▸ **EXERCISE INSTRUCTIONS**
Transcribe all of the records word for word, but omit the pictures.

[Stored items]
—————
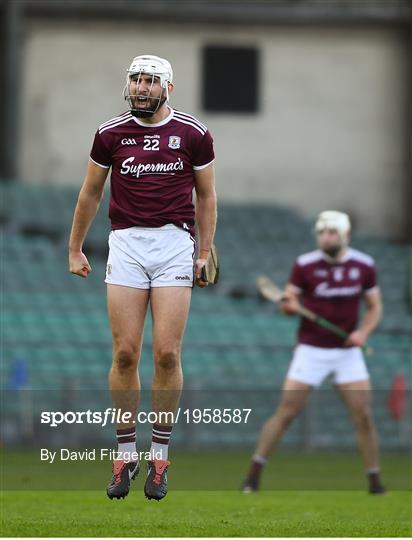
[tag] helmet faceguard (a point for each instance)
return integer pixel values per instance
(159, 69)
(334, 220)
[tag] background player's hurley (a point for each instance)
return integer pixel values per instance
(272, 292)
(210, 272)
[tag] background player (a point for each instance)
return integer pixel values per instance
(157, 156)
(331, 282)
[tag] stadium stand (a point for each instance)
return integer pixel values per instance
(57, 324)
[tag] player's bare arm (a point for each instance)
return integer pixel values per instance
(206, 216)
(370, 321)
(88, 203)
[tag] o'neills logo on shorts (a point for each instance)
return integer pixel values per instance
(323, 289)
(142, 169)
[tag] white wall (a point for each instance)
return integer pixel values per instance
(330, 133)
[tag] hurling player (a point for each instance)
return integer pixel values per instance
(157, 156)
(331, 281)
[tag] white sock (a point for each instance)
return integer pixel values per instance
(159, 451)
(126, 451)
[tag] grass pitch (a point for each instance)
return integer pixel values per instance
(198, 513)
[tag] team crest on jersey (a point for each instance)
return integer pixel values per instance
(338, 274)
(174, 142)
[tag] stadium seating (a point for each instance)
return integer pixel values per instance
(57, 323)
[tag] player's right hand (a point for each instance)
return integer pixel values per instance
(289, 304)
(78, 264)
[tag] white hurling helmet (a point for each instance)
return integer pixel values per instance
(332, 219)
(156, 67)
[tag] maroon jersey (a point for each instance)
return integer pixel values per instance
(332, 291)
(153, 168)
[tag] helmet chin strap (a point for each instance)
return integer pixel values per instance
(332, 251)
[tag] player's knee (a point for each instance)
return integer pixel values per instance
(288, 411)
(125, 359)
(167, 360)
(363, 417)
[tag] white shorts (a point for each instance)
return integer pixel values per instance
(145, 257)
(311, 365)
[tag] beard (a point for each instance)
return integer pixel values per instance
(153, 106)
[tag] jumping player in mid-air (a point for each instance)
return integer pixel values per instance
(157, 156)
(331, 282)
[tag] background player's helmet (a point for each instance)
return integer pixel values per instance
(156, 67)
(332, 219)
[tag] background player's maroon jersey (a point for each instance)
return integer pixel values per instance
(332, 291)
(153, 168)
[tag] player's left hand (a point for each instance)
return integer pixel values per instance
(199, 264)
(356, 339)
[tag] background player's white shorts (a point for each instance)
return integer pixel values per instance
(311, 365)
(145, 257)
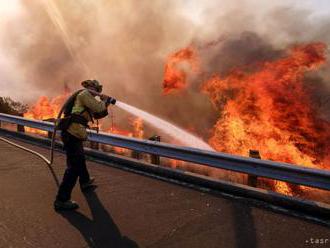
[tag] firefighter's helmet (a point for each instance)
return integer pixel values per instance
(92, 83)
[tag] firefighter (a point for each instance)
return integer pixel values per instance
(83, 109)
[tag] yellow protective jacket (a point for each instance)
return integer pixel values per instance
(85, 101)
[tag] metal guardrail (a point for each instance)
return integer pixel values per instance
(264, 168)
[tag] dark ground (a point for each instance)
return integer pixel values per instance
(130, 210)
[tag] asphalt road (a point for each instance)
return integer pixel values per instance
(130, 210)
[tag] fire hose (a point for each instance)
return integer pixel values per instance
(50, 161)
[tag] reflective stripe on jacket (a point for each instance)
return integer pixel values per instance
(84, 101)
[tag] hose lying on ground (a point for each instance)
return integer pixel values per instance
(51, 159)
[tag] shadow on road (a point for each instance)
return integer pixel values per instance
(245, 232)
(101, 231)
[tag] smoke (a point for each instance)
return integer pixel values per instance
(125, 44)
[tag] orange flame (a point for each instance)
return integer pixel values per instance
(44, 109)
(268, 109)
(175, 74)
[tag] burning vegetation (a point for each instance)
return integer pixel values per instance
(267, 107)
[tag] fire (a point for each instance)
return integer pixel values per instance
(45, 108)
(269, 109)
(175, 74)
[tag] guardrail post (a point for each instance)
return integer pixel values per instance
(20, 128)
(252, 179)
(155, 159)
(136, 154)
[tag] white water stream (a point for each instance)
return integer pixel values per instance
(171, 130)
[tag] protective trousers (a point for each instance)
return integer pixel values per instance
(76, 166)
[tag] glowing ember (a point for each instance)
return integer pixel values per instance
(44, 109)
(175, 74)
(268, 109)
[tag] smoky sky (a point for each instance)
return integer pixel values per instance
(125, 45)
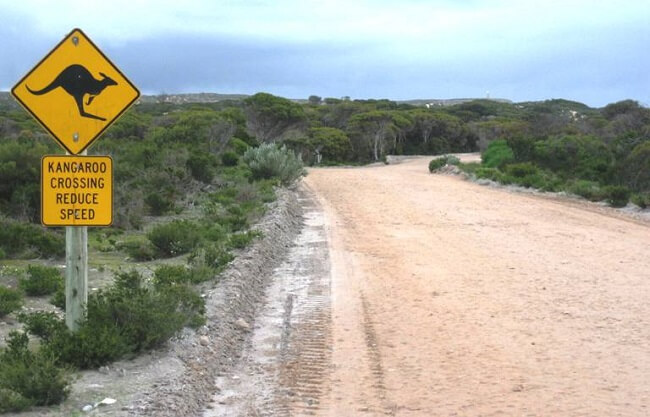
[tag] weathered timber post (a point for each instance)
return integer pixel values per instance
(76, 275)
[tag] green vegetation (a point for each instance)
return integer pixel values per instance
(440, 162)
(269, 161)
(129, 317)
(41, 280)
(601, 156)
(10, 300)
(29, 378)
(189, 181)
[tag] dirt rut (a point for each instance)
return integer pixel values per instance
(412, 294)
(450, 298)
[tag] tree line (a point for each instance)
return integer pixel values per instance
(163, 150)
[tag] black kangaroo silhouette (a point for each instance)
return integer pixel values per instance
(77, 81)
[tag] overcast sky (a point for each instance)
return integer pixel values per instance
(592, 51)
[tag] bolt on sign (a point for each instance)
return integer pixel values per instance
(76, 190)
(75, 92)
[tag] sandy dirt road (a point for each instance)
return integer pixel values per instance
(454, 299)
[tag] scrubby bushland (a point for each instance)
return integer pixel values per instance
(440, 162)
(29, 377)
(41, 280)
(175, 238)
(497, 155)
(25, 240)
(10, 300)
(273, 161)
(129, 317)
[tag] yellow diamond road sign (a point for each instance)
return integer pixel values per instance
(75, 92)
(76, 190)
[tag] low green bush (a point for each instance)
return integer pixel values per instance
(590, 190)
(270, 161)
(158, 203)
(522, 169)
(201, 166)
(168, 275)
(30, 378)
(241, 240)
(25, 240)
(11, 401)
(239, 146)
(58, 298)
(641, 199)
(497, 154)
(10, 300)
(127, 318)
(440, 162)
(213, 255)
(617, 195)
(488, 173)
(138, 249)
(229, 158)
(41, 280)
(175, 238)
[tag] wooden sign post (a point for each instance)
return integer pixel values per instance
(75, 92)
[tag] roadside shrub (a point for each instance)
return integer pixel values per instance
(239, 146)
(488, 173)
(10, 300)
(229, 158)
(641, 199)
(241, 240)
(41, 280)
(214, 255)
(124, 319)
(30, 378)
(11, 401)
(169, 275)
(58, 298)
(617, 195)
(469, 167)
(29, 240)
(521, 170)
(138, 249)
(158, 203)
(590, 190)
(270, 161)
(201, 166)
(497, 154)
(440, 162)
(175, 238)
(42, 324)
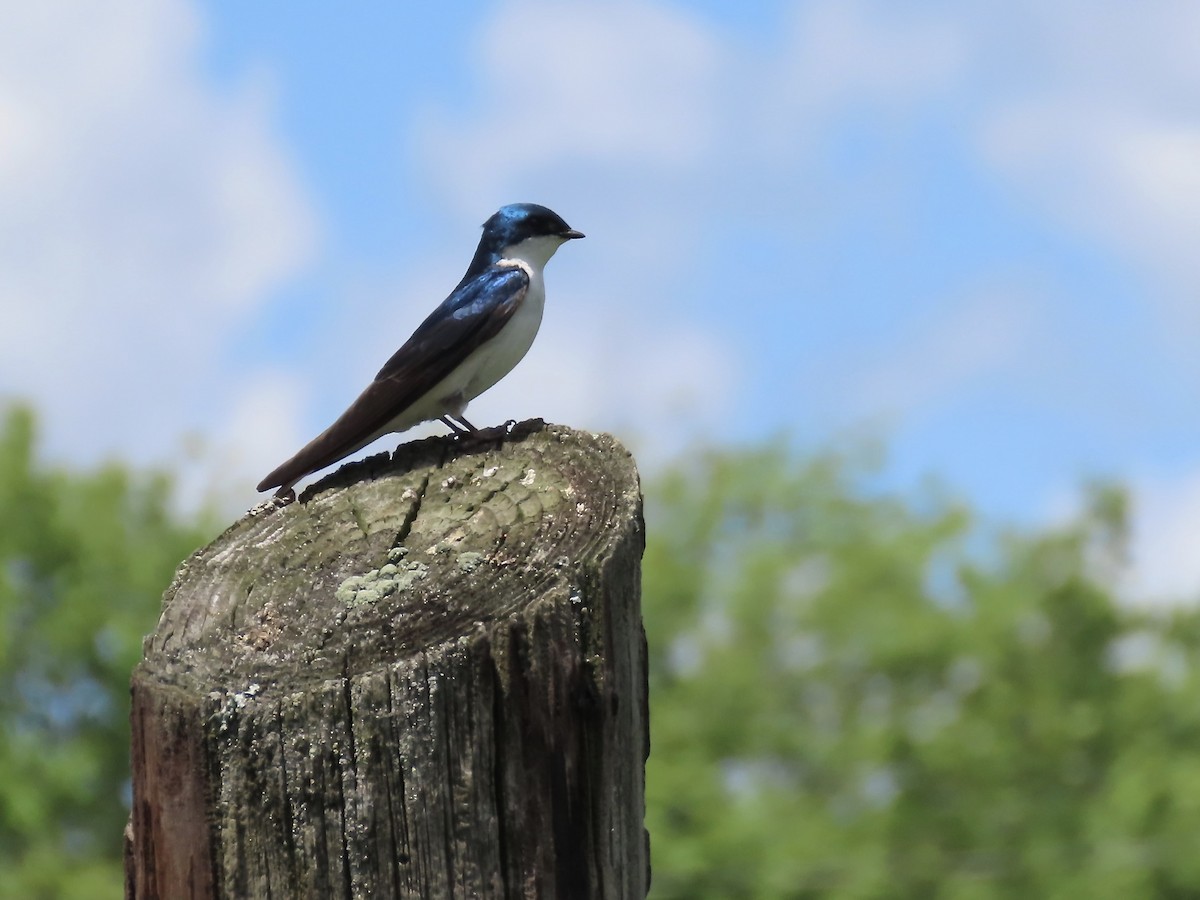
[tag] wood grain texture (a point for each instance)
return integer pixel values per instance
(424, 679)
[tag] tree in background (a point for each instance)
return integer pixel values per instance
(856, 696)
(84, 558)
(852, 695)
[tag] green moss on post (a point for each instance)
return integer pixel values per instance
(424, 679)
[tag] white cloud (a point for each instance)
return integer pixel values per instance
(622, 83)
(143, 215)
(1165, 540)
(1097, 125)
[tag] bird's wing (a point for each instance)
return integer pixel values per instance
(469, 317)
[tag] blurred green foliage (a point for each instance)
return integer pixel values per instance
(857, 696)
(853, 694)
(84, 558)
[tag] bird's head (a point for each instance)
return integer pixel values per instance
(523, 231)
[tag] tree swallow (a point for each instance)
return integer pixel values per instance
—————
▸ **SOLUTION FOR THIS TASK**
[tag] helmet faceguard (a point for each instance)
return integer pixel values per instance
(159, 69)
(334, 220)
[tag] background player's hurley (a point for each instance)
return integer pixel values per instance
(272, 292)
(210, 272)
[tag] background player (a point for each instance)
return integer pixel values per instance
(157, 156)
(331, 282)
[tag] stadium stand (a point for each instance)
return integer pixel values per instance
(57, 324)
[tag] player's bare arm (a point for each instance)
return integer pixel values per instance
(206, 216)
(370, 321)
(88, 203)
[tag] o'neills logo on shorts (a point for each instance)
return integer pixel values per instance
(323, 289)
(142, 169)
[tag] white wall (a point for each instance)
return integer pixel values per instance
(330, 133)
[tag] hurling player (a point for each instance)
return integer pixel values per instance
(157, 156)
(331, 281)
[tag] white sock (a point for each instance)
return integer pixel values per instance
(159, 451)
(126, 451)
[tag] grass pitch (a point for each instance)
return integer pixel values per instance
(198, 513)
[tag] team crest on jersey (a point for each instance)
return integer pixel values per instance
(338, 274)
(174, 142)
[tag] stadium seating (a point for each instance)
return integer pixel values per instance
(57, 323)
[tag] player's right hand (a point for each instance)
return integer pixel values per instance
(289, 304)
(78, 264)
[tag] white hurling helmet (a point for each instance)
return integer pixel values per instance
(332, 219)
(156, 67)
[tag] maroon jersey (a point for each instance)
return integer pixel values per instance
(332, 291)
(153, 168)
[tag] helmet chin strap (a point for each instance)
return integer pixel values per instance
(332, 251)
[tag] player's knee (a point for each instance)
return integer pixel values per instance
(288, 411)
(125, 359)
(167, 360)
(363, 417)
[tag] white shorts (a point for each instance)
return integer pixel values per instance
(145, 257)
(311, 365)
[tag] beard (a point for each instance)
return integer pixel values per instance
(153, 106)
[tag] jumping player in mid-air (a point for each instance)
return integer pixel values per instance
(157, 156)
(331, 282)
[tag] background player's helmet (a point for each instance)
return integer pixel values per instance
(156, 67)
(332, 219)
[tag] background player's maroon jersey (a point for each instance)
return integer pixel values per instance
(332, 291)
(153, 168)
[tag] player's left hand (a point for each instance)
return integer pixel values per instance
(199, 264)
(356, 339)
[tag] background player's white shorts (a point for each instance)
return integer pixel values per instance
(311, 365)
(145, 257)
[tag] firefighter's helmet (a point for each instance)
return integer pixel values per instance
(92, 83)
[tag] firefighter (a point for each instance)
return integer pixel values per instance
(83, 109)
[tag] yellow protective jacket (a point for each instance)
return integer pixel values per instance
(85, 101)
[tag] metal guardrail (a point for each instance)
return integer pixel values per instance
(264, 168)
[tag] dark ground (a point for each instance)
return integer pixel values per instance
(130, 210)
[tag] asphalt road (a point for each instance)
return integer pixel values per instance
(130, 210)
[tag] fire hose (a point for each instance)
return integer pixel values per instance
(50, 161)
[tag] reflective stripe on jacket (a point for each instance)
return integer pixel values per instance
(84, 101)
[tag] hose lying on ground (a point for each instance)
return integer pixel values per instance
(51, 159)
[tag] shadow on road (a point for each instance)
return integer pixel values per instance
(245, 232)
(101, 231)
[tag] smoke (a point for each instance)
return integer pixel values per instance
(125, 44)
[tag] orange flame (a point for each instance)
return integer pixel values per instance
(44, 109)
(268, 109)
(175, 74)
[tag] burning vegetation (a point for each instance)
return integer pixel values per instance
(267, 107)
[tag] fire (a point for each instance)
return integer pixel values per instance
(45, 108)
(269, 109)
(175, 74)
[tag] guardrail post (a point for each instance)
return integer pixel values per instance
(20, 128)
(252, 179)
(155, 159)
(136, 154)
[tag] white water stream (a point for each instance)
return integer pixel values per instance
(171, 130)
[tag] protective trousers (a point for each instance)
return integer pixel values per instance
(76, 166)
[tag] glowing ember (a point for each instance)
return integer pixel values per instance
(44, 109)
(175, 74)
(268, 109)
[tag] smoky sky (a point for each instance)
return integer pixel values per instance
(125, 45)
[tag] weathered timber post (a point for each instance)
return integer pixel values per instance
(76, 275)
[tag] green vegetation (a point for each instance)
return integer pixel values per instance
(440, 162)
(269, 161)
(129, 317)
(41, 280)
(601, 156)
(10, 300)
(29, 378)
(189, 181)
[tag] dirt rut (a point for each instance)
return integer pixel values per instance
(412, 294)
(450, 298)
[tag] tree line (a point for each instance)
return integer pixel values per instance
(163, 150)
[tag] black kangaroo silhouette (a point for each instance)
return integer pixel values per instance
(77, 81)
[tag] overcast sky (a point for each instance)
return integer pixel values per instance
(592, 51)
[tag] bolt on sign (a point for each instance)
return integer pixel values per instance
(76, 190)
(75, 92)
[tag] sandy dirt road (a point for each instance)
return integer pixel values per instance
(454, 299)
[tag] scrubby bushland (a point for each instance)
return integer pixel values per instance
(440, 162)
(29, 377)
(41, 280)
(175, 238)
(497, 155)
(25, 240)
(10, 300)
(273, 161)
(129, 317)
[tag] yellow diamond road sign (a point for each instance)
return integer pixel values per instance
(75, 92)
(76, 190)
[tag] low green bush (a point for each instance)
return integer pixel values per instance
(590, 190)
(270, 161)
(158, 203)
(522, 169)
(201, 166)
(168, 275)
(30, 378)
(241, 240)
(25, 240)
(11, 401)
(239, 146)
(58, 298)
(641, 199)
(497, 154)
(10, 300)
(127, 318)
(440, 162)
(213, 255)
(617, 195)
(488, 173)
(138, 249)
(229, 158)
(41, 280)
(175, 238)
[tag] wooden sign post (a point for each instance)
return integer pixel values per instance
(75, 92)
[tag] roadside shrub (a point for each instance)
return integer pixel values per instance
(239, 146)
(488, 173)
(10, 300)
(229, 158)
(641, 199)
(241, 240)
(41, 280)
(214, 255)
(124, 319)
(30, 378)
(11, 401)
(169, 275)
(58, 298)
(617, 195)
(469, 167)
(29, 240)
(521, 170)
(138, 249)
(158, 203)
(590, 190)
(270, 161)
(201, 166)
(497, 154)
(440, 162)
(175, 238)
(42, 324)
[tag] wood grain texture (a point for each instance)
return integer pixel values per instance
(424, 679)
[tag] tree in background (a point for each instance)
return integer pixel values per instance
(856, 696)
(84, 558)
(852, 695)
[tag] green moss on post (a point for each instance)
return integer pixel values per instance
(424, 679)
[tag] white cloud (a point for each instance)
return integer pixel values per instance
(622, 83)
(143, 215)
(1165, 540)
(1097, 125)
[tag] bird's wing (a point for each instance)
return integer pixel values per instance
(469, 317)
[tag] blurred green foliage (a point for each instance)
return integer pixel values per instance
(857, 696)
(853, 694)
(84, 558)
[tag] bird's head (a point for each instance)
return integer pixel values per instance
(523, 231)
[tag] tree swallow (a point for each instance)
return integer pixel values per instance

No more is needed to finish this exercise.